• GIVEN EXERCISE
Please count the lines in the items below that contain the string "shirt", and reply with that number alone.

-- SUPPLIED ENTRIES start --

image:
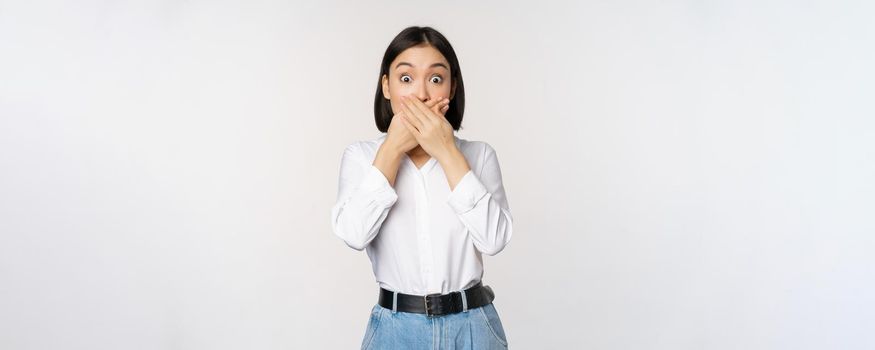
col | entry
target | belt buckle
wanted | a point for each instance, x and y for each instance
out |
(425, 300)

-- SUPPLIED ENTRIES end --
-- SUPPLIED ENTRIES start --

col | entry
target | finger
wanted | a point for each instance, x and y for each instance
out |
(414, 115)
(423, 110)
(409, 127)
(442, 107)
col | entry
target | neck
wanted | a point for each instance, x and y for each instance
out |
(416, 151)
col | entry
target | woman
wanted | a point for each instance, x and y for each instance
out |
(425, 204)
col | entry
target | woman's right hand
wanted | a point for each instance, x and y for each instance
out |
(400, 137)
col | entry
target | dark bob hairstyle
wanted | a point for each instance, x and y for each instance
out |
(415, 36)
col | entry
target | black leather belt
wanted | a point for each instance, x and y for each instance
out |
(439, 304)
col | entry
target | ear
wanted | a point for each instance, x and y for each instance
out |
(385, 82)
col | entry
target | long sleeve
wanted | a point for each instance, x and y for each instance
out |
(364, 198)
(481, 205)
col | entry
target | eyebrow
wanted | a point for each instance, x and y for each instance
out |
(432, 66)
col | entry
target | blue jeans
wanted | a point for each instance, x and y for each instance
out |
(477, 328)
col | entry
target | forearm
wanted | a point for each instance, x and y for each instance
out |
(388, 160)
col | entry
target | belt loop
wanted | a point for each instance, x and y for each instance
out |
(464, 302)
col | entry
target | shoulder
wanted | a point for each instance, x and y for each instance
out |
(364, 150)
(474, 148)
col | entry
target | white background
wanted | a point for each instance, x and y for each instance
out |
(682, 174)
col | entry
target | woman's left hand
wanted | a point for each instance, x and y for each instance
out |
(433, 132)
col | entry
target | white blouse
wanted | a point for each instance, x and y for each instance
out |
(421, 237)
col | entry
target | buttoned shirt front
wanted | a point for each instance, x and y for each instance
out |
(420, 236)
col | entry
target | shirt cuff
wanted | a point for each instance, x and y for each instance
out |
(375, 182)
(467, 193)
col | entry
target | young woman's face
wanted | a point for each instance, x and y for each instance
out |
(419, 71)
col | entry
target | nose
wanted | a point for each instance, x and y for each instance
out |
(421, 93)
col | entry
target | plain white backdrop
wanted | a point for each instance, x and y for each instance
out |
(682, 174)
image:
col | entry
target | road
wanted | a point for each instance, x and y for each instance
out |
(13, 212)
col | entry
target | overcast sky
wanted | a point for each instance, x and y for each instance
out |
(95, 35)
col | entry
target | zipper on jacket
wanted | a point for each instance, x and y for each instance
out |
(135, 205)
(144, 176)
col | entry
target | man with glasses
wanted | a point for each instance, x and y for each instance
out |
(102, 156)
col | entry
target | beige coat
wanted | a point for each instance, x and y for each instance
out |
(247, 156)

-- SUPPLIED ENTRIES end --

• OUTPUT
2